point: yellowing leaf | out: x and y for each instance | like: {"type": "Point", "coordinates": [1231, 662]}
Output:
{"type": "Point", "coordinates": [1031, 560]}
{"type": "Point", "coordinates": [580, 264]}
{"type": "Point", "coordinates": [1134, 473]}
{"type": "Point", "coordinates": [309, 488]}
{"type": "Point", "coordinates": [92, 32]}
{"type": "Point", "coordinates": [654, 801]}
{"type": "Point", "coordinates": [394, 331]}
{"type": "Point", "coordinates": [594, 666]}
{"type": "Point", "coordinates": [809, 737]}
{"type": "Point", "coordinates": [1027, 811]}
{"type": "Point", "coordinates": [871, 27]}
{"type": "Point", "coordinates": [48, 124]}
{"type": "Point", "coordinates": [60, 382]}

★ ★ ★ ★

→ Goal:
Arrange every line of the records above as a numbered list, leaving out any blank lines.

→ Written response:
1. point: yellowing leaf | out: x and y for each instance | like: {"type": "Point", "coordinates": [1231, 662]}
2. Output:
3. {"type": "Point", "coordinates": [1031, 560]}
4. {"type": "Point", "coordinates": [580, 264]}
5. {"type": "Point", "coordinates": [1134, 473]}
6. {"type": "Point", "coordinates": [309, 488]}
7. {"type": "Point", "coordinates": [92, 32]}
8. {"type": "Point", "coordinates": [654, 801]}
9. {"type": "Point", "coordinates": [394, 331]}
10. {"type": "Point", "coordinates": [594, 666]}
11. {"type": "Point", "coordinates": [809, 737]}
12. {"type": "Point", "coordinates": [1027, 811]}
13. {"type": "Point", "coordinates": [871, 27]}
14. {"type": "Point", "coordinates": [48, 124]}
15. {"type": "Point", "coordinates": [60, 382]}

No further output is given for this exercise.